» **What is needed**
The data below should be restated word for word, with every picture omitted.

BEGIN Data shown

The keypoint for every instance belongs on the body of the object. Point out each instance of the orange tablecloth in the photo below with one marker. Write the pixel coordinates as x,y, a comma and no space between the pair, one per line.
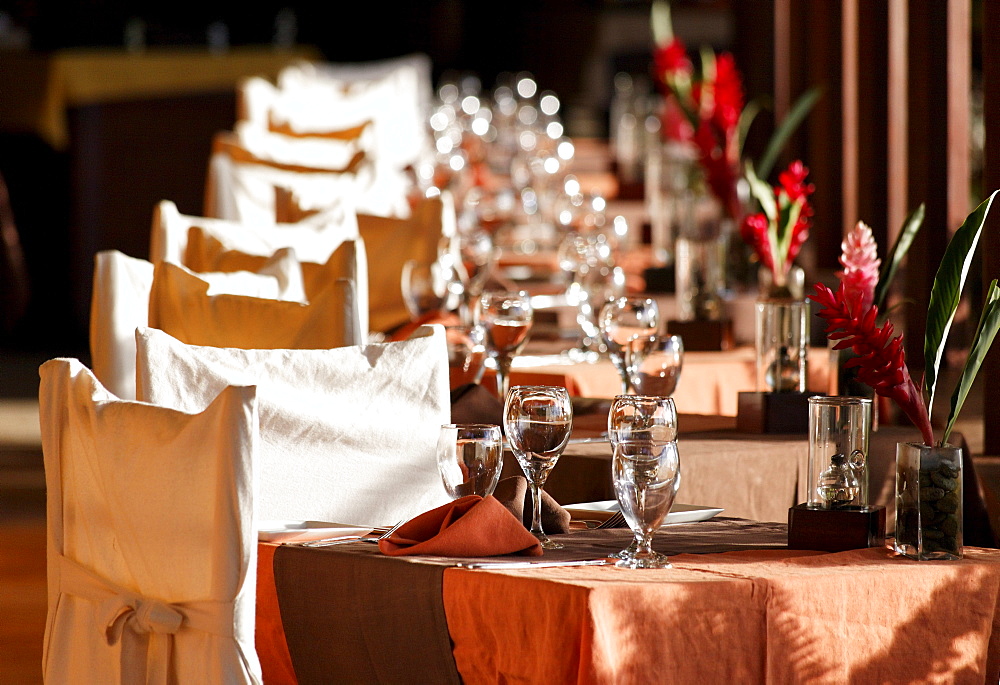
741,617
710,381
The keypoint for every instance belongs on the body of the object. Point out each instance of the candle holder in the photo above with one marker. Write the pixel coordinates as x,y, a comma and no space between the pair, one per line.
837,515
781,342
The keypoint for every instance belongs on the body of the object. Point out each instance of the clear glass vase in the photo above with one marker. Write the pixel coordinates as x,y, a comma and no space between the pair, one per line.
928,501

END Data shown

» **Written answer**
The keypoint for every instance belongs on the body of the object. Point out each instance of the orange tablecloth in the photo below with one marker. Write the pixel coordinates as x,y, a comma and no space between the pair, one per line.
741,617
710,381
The keypoint for every instance belongs on the body of the object. Point out each instance of the candle holder in the photo above with one marker. Write the pixel coordinates as x,y, a comma and no space between the pair, one per line.
837,515
781,342
The keypoint for every instance belongs on the body of the object. Point out each instance of the clear glass vase in the photo above with one marker. Write the pixel coordinates as x,y, a comma and no space between the pair, one per line.
928,501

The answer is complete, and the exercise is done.